Recorded data

━━━━━━━━━━

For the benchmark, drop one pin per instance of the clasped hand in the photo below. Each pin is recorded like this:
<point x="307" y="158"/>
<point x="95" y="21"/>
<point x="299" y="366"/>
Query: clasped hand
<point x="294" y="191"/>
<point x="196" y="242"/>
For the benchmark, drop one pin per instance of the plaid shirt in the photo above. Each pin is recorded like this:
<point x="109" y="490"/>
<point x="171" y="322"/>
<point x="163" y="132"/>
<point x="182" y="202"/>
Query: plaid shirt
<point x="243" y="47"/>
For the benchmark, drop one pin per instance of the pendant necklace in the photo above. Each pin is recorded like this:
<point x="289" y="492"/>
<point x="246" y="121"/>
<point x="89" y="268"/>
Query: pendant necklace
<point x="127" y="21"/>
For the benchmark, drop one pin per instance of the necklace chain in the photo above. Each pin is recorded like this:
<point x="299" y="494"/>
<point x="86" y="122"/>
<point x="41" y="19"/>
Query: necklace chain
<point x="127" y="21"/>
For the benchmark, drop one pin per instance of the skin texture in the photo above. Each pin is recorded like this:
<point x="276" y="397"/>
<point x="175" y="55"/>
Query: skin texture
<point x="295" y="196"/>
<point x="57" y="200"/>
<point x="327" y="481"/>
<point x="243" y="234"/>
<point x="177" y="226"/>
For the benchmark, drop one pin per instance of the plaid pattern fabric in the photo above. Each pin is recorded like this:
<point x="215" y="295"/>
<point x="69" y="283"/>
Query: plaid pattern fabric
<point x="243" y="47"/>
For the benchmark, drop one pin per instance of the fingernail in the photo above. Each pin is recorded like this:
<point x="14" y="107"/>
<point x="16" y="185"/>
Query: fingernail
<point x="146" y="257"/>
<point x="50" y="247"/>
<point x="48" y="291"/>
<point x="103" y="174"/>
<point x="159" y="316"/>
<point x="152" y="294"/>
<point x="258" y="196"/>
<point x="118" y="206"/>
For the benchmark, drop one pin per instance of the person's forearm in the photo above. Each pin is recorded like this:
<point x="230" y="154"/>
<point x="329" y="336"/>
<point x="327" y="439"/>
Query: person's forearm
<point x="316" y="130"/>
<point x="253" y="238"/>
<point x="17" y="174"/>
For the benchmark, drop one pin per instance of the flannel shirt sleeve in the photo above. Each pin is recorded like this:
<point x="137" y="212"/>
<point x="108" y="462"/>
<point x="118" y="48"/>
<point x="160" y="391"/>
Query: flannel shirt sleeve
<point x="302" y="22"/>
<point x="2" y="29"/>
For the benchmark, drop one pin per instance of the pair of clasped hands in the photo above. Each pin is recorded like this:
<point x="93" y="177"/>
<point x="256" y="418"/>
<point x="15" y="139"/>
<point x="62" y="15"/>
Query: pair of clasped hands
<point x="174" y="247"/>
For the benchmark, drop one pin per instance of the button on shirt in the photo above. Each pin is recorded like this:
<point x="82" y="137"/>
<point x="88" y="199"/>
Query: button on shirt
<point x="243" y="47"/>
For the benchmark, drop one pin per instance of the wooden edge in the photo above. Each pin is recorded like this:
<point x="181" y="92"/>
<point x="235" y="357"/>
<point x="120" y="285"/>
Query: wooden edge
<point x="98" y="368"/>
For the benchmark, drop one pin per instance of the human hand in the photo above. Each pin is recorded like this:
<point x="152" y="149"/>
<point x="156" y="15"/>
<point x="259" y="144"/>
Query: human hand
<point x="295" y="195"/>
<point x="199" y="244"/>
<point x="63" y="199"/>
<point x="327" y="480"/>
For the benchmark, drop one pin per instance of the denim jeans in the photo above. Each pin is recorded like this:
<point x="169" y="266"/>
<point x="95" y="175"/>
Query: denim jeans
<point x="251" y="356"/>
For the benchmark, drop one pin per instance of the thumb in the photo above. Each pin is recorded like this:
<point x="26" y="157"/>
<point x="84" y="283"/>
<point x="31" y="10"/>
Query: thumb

━━━━━━━━━━

YOUR TASK:
Rewrite the listing from the line with "For the benchmark, drop one pin per instance of the thumb" through the end of the listing, swapping "thumb" for "knuckle" and leaving everything else unchanged.

SOLUTION TO THIS TASK:
For the benchmark, drop one pin per instance of the knuckle in the photo above. Each pin is recorded like this:
<point x="26" y="157"/>
<point x="84" y="283"/>
<point x="31" y="10"/>
Query: knuckle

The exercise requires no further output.